**Assignment**
Each line in the records that mentions the word "below" needs to be listed.

**Information given**
================================

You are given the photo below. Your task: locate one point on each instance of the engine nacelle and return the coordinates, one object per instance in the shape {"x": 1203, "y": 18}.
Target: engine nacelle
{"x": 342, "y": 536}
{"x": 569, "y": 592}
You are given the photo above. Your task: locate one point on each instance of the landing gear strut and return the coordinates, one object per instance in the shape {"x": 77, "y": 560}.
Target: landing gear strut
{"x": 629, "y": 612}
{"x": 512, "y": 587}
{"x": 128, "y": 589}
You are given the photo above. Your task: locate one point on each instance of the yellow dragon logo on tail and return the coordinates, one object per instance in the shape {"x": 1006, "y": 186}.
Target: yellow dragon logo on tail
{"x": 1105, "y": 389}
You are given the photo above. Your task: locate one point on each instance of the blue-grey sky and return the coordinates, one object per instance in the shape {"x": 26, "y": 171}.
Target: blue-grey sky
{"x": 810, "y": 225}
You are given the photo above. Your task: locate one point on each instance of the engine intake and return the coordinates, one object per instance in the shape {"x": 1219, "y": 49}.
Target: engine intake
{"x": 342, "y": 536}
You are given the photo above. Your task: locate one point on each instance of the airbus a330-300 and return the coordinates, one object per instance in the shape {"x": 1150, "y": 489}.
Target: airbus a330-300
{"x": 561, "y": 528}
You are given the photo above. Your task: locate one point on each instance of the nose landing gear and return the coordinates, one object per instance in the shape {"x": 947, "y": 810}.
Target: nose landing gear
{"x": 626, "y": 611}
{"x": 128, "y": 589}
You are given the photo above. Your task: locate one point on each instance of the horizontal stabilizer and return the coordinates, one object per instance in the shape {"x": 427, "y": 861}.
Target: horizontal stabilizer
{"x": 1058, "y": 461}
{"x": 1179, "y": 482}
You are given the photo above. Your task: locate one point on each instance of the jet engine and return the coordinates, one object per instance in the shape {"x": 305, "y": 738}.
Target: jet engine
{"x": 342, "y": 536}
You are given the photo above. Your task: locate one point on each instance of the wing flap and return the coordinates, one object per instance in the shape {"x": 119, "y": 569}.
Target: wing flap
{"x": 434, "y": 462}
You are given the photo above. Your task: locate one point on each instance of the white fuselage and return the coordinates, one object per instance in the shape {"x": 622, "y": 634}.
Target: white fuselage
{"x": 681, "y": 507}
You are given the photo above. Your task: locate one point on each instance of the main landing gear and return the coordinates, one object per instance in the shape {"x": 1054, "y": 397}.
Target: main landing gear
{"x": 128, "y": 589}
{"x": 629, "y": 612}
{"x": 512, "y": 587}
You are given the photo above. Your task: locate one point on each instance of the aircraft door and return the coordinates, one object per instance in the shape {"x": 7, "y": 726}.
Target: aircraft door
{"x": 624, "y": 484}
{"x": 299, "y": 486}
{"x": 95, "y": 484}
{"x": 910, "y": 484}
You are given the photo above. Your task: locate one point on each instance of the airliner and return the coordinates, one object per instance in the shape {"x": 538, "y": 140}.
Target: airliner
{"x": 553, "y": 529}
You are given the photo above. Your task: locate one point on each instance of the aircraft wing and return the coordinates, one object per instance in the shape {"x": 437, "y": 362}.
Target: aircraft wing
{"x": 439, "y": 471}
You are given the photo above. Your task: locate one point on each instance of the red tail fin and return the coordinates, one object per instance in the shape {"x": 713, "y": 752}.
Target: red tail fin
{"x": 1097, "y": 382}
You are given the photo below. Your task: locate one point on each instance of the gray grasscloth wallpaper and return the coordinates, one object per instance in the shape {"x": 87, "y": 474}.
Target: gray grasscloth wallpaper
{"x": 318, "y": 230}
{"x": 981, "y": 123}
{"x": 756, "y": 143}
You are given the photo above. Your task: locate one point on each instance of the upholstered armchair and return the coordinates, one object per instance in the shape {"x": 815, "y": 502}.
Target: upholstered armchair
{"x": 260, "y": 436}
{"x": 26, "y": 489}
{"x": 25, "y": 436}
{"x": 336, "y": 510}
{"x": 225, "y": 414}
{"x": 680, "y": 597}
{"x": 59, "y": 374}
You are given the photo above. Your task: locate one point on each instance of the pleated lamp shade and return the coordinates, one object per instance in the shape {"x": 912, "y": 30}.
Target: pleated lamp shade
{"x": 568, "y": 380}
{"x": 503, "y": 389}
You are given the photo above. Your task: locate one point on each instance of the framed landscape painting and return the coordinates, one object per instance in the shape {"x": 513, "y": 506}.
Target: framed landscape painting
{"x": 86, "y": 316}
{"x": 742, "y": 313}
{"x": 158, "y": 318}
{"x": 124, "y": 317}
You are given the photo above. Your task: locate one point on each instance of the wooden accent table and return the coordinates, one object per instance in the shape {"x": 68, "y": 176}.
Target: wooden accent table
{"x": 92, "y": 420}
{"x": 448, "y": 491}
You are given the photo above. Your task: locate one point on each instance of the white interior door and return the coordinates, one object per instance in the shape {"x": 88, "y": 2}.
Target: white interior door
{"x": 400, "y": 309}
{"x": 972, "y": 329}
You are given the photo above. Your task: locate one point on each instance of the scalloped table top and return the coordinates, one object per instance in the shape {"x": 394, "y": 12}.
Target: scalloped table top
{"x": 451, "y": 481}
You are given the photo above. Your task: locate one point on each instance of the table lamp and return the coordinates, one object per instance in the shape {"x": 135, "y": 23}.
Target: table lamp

================================

**Answer to this problem**
You are given the photo below. Your task: locate one point on each instance of the engine nacelle and return the coordinates, one object per instance in the shape {"x": 1203, "y": 18}.
You are given the photo below. Your task: locate one point on each instance of the gray grasscloth wallpaper and return the coordinates, one object per instance in the shape {"x": 87, "y": 474}.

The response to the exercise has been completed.